> Exercise requirements
Pick up the blog post about Jason Whitlock's reaction to Deion Sanders's Hall of Fame speech from its last sentence and extend it.
====== Exercise passage ======
You make choices in life, you can either grab the negative out of everything or you can look a deeper and find the positive. I use to get really upset and bothered when people use to have negative things about me until someone much wiser than I sat me down and said.
“If you separate the white noise, you will always hear the proper message.”
Sometimes you have to look beyond the words to see the bigger meaning and you also can’t project your meaning into someone thoughts.
That is the problem I have with Jason Whitlock’s interpretation of Deion Sander’s Hall of Fame speech here is what he had to say.
My mother worked on an assembly line at Western Electric for 32 years. During my childhood on the east side of Indianapolis, depending on how much overtime she could finagle, she earned between $18,000 and $28,000 a year checking the ringers on telephones.
When things were tough, she took a second job, working a cash register at a local grocery store. On some weekends, she moonlighted as a kitchen beautician, giving her girlfriends perms. She drove a used, beat-up Mustang, and the few nice clothes she had, she bought from the “hot” clothes lady out of the trunk of a car or van.
As a child, I spent a lot of time wishing my parents had never divorced, wondering why my brother and I couldn’t have the same life as Wally and Beaver Cleaver, occasionally embarrassed by our circumstance in comparison to some of my friends in our working-class suburb.
As an adult, I take great pride in my mother’s work history and ethic. She retired from Western Electric at age 53. She never quit working. She’s 71 and works every tax season for H&R Block. My father is 75. He still works at his bar. My parents set a standard for work ethic that my brother and I try to meet each day.
I’m glad Deion was able to take care of his mother. I’m glad I can provide for mine. But there is great honor and dignity in work, no matter how menial the labor.
====== Provided material ======
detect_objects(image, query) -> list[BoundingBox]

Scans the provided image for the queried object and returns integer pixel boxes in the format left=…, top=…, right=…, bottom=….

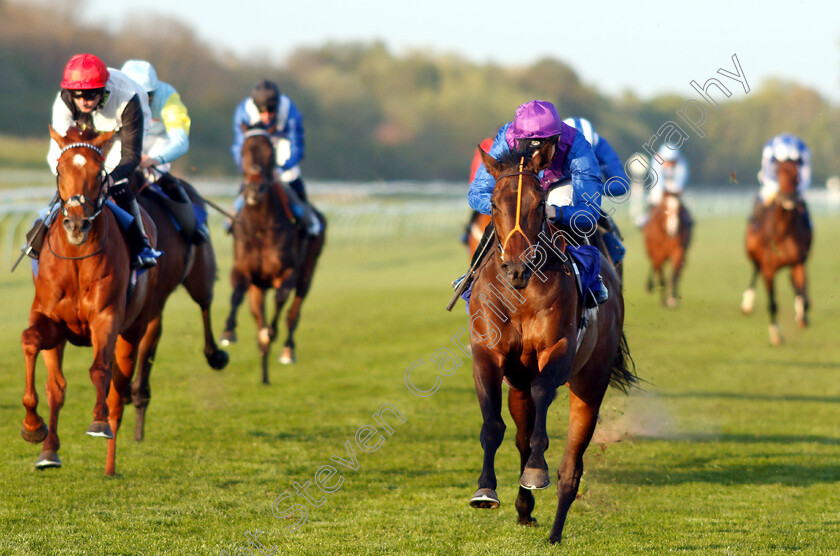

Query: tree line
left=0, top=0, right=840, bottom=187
======
> Exercise answer
This is in reference to Deion’s motivation to be great after being embarrassed by a teammate after finding out that his mother cleaned at a Hospital.
The one thing Whitlock fails to understand which makes sense is if you are just looking at it on a surface level is that at the time Deion was a child.
When you are a kid you can’t be expected to understand the same things that an adult would. I don’t think Sanders was proud that he was embarrassed about his mother’s place of employment, on the contrary you could see that it hurt him that he couldn’t help but feel that way. The easy way way out for Deion would have just to said he did it for his mother, but the message is stronger when you put it in context of why he did it for his mother.
He made a choice, which Whitlock, Shannon Sharpe and a lot of people had to make. A choice to figure out how to make sure your parents who took care of you lived a better life.
It doesn’t matter if that meant becoming Primetime or working for Fox Sports, you just did what you had to do.
By finding and emphasizing the negative in Deion’s speech all Whitlock is doing in perpetuating the stereotype no matter what black men do there will always be another black man that will try to rain on their parade and be another crab in a barrel.
I am sure Whitlock’s mother wouldn’t condone that.